By Tim Fernholz & Daniel Wolfe for Quartz

Forget what Medicare for All will cost the government. What could it cost you?

Many Democratic candidates for the White House are promoting some form of single-payer universal health care under the rubric of expanding Medicare, the US health insurance program for seniors. There’s a range of options within that realm, but Republican critics of public health care programs say that all are just too expensive.

Currently, the US spends about $3.3 trillion, or one-sixth of its annual economic production, on health care. That’s split between the government, private insurers, individuals, and often their employers. Some forecasters say a switch to public insurance could lead to modest increases in spending, while others say it could create savings. Bringing that spending under control of a single entity could lead to savings and efficiency, but it could also lead to more spending, for example if people who previously received less health care sought more. (You could call that a feature, and not a bug.)

Study material:
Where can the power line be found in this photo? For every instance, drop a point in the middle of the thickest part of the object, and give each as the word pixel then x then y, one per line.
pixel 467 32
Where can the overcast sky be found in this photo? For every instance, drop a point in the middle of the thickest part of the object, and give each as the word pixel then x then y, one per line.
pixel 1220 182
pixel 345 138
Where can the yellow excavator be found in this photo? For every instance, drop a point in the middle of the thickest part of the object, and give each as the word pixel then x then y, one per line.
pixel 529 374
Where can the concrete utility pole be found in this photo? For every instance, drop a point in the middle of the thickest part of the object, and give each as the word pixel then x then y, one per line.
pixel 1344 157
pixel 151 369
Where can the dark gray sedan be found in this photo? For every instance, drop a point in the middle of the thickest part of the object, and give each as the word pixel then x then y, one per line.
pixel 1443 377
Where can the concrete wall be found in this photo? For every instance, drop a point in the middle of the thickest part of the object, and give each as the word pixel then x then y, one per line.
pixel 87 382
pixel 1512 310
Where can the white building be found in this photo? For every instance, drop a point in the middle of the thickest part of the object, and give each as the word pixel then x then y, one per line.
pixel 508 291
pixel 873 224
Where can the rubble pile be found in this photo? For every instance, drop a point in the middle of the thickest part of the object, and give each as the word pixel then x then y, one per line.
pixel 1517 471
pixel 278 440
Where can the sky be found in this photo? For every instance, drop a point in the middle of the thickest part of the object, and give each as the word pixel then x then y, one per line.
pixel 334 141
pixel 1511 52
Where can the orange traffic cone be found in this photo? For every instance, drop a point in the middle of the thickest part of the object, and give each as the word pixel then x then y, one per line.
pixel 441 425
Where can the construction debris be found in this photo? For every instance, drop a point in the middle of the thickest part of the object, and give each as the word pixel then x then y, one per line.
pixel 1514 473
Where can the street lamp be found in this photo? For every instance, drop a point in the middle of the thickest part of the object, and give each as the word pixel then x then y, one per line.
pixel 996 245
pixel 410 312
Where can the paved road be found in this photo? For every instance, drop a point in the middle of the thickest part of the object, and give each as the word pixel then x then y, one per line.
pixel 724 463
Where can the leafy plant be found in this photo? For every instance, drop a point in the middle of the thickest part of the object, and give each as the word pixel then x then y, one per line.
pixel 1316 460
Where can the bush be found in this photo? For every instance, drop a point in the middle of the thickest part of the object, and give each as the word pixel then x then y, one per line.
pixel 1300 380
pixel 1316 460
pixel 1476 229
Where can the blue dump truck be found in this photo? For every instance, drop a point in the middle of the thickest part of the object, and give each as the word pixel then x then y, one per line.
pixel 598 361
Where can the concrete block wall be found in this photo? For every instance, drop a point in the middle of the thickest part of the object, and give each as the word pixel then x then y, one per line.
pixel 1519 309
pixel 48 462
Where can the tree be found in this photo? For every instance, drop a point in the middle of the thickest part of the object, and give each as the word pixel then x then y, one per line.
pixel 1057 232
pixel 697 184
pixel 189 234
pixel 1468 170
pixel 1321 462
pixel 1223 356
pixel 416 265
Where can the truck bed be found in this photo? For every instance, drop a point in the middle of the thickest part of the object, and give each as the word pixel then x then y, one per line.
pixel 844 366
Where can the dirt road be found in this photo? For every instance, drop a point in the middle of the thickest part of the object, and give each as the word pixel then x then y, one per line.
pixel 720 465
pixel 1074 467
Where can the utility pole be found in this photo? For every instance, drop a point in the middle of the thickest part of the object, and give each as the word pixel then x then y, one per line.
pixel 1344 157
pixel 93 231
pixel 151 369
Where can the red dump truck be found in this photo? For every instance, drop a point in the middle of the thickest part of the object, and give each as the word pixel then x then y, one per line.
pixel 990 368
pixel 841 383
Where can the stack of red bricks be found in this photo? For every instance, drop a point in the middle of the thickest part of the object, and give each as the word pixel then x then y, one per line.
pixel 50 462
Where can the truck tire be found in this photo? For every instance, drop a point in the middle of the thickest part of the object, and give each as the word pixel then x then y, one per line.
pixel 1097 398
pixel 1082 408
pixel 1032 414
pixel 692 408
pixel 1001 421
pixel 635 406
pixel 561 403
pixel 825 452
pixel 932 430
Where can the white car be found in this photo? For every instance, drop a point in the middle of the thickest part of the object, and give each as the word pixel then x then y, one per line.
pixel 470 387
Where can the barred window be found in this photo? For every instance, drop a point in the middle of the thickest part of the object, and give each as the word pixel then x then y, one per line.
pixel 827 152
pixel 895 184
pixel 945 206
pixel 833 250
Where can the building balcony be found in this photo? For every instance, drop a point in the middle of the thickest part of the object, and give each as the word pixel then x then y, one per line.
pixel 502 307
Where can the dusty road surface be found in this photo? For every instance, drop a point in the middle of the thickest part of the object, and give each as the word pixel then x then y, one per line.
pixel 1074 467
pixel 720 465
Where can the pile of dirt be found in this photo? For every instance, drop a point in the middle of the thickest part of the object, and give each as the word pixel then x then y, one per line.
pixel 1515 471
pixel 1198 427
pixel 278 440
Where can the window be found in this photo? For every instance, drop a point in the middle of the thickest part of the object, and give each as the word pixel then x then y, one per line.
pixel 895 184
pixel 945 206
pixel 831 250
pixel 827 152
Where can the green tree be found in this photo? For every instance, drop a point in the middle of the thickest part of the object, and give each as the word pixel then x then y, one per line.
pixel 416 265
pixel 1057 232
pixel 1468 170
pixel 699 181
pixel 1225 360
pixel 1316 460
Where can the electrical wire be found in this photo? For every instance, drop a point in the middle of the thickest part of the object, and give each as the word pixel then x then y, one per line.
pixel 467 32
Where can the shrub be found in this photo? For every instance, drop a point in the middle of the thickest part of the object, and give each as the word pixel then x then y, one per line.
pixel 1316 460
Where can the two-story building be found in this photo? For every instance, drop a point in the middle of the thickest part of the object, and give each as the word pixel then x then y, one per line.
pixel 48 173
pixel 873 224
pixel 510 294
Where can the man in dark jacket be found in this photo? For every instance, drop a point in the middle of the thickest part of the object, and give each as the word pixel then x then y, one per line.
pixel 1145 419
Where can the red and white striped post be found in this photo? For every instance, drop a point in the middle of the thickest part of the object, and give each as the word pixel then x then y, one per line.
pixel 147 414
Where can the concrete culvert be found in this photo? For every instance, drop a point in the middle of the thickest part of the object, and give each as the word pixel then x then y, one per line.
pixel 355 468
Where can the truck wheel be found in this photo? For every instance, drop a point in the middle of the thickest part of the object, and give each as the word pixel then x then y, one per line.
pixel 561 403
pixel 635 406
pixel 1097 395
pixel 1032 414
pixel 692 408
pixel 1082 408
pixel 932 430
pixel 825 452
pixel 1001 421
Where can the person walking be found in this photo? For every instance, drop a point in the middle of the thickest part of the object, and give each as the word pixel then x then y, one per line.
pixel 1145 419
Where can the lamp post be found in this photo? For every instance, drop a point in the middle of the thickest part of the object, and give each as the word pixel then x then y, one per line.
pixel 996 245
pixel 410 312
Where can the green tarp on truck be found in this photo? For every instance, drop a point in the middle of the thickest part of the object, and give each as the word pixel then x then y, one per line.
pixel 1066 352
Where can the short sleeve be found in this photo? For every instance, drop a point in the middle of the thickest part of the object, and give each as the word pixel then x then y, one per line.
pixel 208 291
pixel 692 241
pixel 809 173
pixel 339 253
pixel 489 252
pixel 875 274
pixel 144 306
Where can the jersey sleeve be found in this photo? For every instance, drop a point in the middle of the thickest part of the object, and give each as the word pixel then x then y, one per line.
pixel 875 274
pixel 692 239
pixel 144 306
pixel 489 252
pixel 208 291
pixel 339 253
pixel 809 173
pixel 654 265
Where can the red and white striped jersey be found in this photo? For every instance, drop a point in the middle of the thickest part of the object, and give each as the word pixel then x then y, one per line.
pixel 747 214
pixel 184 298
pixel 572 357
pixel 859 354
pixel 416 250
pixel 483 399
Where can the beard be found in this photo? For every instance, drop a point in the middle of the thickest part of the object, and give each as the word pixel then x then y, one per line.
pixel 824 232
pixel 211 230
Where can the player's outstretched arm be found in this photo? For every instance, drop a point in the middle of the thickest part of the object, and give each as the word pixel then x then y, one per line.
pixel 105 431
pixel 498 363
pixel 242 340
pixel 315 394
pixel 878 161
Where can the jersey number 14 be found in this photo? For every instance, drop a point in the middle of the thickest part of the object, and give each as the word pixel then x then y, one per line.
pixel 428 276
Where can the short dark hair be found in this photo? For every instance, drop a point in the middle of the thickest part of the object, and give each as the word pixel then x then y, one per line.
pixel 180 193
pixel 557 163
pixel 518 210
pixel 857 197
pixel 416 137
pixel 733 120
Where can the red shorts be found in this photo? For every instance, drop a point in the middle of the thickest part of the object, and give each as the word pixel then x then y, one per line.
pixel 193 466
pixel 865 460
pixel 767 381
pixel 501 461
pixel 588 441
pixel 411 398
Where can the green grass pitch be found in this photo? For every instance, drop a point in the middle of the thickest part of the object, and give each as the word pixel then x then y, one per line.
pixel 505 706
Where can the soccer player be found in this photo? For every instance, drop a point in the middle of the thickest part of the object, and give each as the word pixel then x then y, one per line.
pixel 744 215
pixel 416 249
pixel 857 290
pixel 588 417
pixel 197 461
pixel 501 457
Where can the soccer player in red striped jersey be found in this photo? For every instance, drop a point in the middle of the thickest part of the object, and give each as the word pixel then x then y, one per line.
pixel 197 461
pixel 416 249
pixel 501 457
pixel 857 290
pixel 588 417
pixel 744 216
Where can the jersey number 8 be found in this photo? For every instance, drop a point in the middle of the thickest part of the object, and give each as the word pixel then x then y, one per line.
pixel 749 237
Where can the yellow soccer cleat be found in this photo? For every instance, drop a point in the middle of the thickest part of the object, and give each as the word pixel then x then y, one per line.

What is expected:
Copy from the Medicare for All article word for word, starting at "Many Democratic candidates" and ending after "just too expensive.".

Reply:
Many Democratic candidates for the White House are promoting some form of single-payer universal health care under the rubric of expanding Medicare, the US health insurance program for seniors. There’s a range of options within that realm, but Republican critics of public health care programs say that all are just too expensive.